▶ _Given exercise_
Rewrite the lines from the one containing "Q: Report x and y for each instance of the light" through the last line, putting "maple" in place of "hardwood" and leaving everything else unchanged.

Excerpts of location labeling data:
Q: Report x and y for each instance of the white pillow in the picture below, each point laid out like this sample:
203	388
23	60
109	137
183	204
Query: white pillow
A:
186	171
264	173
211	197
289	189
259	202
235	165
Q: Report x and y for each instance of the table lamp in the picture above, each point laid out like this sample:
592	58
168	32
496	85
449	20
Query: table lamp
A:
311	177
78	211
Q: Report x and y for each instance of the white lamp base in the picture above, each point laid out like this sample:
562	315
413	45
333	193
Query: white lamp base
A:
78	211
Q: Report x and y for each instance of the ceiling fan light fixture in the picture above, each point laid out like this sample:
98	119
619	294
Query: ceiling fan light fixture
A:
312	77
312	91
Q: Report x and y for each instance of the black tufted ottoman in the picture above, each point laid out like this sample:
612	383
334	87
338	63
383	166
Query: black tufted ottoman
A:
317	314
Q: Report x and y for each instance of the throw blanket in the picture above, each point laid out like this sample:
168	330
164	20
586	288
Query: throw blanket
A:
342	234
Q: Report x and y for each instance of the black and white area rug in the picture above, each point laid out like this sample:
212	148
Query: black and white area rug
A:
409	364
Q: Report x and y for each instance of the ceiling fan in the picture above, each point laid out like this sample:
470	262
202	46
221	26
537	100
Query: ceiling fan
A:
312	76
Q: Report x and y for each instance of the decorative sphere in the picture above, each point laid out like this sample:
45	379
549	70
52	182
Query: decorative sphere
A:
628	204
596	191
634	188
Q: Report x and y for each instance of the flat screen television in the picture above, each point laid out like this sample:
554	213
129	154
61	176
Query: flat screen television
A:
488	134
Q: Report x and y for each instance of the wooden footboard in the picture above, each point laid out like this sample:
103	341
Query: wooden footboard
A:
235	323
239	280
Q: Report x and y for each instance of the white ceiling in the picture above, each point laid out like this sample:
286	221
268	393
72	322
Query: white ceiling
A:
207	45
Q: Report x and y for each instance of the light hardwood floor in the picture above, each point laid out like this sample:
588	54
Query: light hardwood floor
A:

▶ _Response to the exercise_
Q: Report x and y for each instance of the light maple floor in the picture above, each point laid out like this sample:
588	54
Query: light maple floor
A:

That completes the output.